> _Trecho do texto_
================
O estado do Rio Grande do Sul tem sido omisso nesse campo de políticas públicas de adaptação aos desastres. Eles têm um plano de prevenção e desastres de 2017 que não saiu do papel.
Além disso, eles alteraram o código florestal do estado e, recentemente, o governador sancionou uma lei que flexibiliza o uso das APPs ao longo dos rios. Em tese, para criar reservatórios para época de seca. O cenário é complexo, mas se você flexibiliza a legislação ambiental, as regras que exigem cuidados com matas ciliares, com as encostas, as consequências disso são cenas como as que estamos assistindo.
Em 2021, o Congresso Nacional aprovou uma lei que dá aos municípios o poder de regulamentar as faixas de restrição à beira de rios, córregos, lagos e lagoas nos seus limites urbanos. Isso foi um grande retrocesso, porque nos municípios a pressão do mercado imobiliário é enorme. E é uma tendência de redução dessas áreas de proteção.
Acho interessante falar que no Congresso Nacional os representantes do Rio Grande do Sul costumam votar, em sua maioria, para desmontar a legislação ambiental. Você tem alguns parlamentares que atuam corretamente, mas a maioria da bancada dos estados da região Sul vota pelas demandas da bancada ruralista para desregular a legislação ambiental. Então, tanto o Congresso Nacional, quanto a Assembleia Legislativa contribuíram para piorar a situação.
================
> _Dados registrados_
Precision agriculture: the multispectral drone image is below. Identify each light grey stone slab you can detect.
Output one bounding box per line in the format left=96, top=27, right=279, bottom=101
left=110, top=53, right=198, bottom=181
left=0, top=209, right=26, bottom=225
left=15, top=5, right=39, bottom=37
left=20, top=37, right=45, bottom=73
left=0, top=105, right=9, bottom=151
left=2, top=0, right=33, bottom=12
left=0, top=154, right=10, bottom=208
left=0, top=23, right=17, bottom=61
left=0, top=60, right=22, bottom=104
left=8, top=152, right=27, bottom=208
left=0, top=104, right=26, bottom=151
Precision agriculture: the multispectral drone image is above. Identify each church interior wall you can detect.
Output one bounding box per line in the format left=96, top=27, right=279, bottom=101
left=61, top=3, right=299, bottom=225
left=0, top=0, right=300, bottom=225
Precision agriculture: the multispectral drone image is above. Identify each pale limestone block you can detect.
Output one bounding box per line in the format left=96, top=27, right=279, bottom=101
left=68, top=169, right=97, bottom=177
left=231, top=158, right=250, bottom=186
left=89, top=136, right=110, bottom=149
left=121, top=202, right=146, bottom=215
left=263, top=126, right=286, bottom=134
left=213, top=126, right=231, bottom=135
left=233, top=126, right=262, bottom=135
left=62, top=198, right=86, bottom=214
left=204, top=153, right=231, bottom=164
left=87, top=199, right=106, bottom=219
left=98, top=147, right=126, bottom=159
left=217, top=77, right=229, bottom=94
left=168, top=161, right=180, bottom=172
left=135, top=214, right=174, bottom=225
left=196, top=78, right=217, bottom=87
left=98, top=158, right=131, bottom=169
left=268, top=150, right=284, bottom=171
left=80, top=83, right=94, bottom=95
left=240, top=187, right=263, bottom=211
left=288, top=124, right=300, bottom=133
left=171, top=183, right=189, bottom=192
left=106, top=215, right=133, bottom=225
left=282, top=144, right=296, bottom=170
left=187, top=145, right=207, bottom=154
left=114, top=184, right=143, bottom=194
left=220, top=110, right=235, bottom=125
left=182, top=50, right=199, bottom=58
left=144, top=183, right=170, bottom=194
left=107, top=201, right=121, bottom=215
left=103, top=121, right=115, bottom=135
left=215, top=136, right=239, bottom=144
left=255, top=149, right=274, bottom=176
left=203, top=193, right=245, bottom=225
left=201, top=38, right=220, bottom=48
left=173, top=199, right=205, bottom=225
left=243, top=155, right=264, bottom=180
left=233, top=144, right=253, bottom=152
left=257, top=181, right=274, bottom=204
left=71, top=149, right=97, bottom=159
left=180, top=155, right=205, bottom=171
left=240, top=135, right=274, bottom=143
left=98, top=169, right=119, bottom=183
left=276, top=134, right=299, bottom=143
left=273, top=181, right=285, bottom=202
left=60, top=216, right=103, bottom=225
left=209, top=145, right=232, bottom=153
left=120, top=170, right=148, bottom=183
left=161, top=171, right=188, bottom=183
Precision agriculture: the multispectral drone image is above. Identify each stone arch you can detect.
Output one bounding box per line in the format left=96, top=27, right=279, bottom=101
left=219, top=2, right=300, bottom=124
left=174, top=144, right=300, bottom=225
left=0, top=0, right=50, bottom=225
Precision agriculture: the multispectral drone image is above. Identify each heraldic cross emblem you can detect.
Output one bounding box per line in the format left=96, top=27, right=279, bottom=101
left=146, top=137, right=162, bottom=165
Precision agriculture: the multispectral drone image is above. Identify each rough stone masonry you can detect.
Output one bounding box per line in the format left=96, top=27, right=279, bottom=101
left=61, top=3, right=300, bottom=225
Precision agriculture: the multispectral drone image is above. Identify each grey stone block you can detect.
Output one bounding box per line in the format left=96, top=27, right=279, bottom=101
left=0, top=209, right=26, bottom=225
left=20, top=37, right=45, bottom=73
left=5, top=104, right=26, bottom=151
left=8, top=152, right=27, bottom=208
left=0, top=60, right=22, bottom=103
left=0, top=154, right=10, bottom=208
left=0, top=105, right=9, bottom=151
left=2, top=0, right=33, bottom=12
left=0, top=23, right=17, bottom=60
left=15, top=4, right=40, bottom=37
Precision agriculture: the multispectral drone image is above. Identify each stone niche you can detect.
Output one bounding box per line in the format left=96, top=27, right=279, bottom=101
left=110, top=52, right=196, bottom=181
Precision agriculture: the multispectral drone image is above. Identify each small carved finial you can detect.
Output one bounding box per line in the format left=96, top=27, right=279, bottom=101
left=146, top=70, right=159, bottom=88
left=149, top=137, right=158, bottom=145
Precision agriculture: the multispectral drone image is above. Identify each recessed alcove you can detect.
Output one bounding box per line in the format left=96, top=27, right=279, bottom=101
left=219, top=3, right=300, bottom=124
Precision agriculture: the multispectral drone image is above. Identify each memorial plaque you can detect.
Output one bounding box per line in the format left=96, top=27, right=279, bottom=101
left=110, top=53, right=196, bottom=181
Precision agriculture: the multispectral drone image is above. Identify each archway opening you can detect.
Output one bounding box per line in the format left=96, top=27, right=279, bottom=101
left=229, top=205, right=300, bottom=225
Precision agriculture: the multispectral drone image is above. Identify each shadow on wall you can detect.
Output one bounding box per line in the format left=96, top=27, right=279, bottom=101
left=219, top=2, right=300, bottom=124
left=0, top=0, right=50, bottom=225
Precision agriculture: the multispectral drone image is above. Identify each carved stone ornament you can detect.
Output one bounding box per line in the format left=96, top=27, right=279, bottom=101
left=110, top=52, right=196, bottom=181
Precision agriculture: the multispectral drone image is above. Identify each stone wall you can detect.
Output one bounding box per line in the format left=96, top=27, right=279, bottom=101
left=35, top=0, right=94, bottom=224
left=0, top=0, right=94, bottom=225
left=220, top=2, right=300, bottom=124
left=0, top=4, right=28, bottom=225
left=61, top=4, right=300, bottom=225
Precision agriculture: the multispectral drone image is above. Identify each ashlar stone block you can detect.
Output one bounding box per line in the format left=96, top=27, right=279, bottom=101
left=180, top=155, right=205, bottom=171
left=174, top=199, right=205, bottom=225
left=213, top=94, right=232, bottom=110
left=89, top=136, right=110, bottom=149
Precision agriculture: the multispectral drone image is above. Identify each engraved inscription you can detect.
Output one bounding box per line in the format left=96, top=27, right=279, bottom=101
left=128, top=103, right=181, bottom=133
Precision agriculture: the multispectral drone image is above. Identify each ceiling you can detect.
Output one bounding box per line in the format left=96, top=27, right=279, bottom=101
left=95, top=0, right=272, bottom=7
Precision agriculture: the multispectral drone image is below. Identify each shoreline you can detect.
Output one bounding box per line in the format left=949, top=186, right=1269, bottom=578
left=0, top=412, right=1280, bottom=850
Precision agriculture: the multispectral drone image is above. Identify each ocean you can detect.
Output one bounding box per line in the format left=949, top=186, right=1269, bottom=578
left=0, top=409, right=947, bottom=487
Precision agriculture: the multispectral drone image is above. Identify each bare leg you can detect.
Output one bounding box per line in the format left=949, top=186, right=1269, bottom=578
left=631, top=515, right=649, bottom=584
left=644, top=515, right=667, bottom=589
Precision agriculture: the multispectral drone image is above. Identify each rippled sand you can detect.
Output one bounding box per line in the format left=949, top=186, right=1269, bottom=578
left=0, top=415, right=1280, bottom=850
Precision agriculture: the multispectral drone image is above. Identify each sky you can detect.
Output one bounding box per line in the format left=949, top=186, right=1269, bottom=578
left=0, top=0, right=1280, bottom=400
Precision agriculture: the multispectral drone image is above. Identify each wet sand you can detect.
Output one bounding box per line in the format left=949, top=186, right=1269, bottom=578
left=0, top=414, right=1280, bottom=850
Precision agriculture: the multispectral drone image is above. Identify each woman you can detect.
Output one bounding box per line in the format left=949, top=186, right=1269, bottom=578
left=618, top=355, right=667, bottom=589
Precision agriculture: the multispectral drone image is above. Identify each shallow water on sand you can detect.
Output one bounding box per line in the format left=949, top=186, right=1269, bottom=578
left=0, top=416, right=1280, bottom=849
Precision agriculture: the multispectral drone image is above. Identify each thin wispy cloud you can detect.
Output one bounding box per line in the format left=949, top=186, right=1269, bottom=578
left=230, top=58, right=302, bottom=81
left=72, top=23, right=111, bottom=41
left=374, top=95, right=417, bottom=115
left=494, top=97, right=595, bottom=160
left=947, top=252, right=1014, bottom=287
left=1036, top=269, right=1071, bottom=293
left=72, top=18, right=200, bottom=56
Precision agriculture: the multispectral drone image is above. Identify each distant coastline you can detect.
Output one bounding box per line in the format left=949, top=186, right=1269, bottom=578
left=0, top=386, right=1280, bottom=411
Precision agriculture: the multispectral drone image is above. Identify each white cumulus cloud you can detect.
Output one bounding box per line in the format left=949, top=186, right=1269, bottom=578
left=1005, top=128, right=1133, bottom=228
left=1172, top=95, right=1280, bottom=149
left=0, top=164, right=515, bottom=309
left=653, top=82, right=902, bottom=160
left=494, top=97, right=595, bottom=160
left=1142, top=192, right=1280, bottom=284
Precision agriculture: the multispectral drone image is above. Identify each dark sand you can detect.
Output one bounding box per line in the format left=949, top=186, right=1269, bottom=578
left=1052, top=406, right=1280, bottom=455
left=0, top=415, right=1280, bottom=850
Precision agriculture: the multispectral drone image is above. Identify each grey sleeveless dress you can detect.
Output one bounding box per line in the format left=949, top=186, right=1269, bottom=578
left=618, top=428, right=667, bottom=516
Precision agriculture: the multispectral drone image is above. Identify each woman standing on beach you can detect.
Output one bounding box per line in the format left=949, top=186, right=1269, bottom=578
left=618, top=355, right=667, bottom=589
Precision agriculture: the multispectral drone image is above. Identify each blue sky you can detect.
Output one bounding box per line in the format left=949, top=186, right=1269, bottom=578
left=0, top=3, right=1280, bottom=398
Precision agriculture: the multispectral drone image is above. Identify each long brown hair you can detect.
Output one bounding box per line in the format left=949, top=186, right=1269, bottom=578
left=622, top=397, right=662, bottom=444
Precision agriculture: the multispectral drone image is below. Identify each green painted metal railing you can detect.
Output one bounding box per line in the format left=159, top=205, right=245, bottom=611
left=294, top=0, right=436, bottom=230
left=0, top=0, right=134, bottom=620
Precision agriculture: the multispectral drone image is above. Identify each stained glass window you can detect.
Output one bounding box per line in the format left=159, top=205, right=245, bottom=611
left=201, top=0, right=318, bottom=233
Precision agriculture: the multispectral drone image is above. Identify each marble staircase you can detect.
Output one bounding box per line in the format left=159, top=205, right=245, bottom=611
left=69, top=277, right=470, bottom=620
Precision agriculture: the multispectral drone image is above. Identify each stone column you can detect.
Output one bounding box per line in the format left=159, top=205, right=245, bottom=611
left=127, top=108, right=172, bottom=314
================
> _Instruções a seguir_
Transcreva sem nenhuma alteração, do trecho sobre a legislação ambiental no Rio Grande do Sul, tudo desde "Além disso, eles" até "que estamos assistindo.".

> _Resposta elaborada_
Além disso, eles alteraram o código florestal do estado e, recentemente, o governador sancionou uma lei que flexibiliza o uso das APPs ao longo dos rios. Em tese, para criar reservatórios para época de seca. O cenário é complexo, mas se você flexibiliza a legislação ambiental, as regras que exigem cuidados com matas ciliares, com as encostas, as consequências disso são cenas como as que estamos assistindo.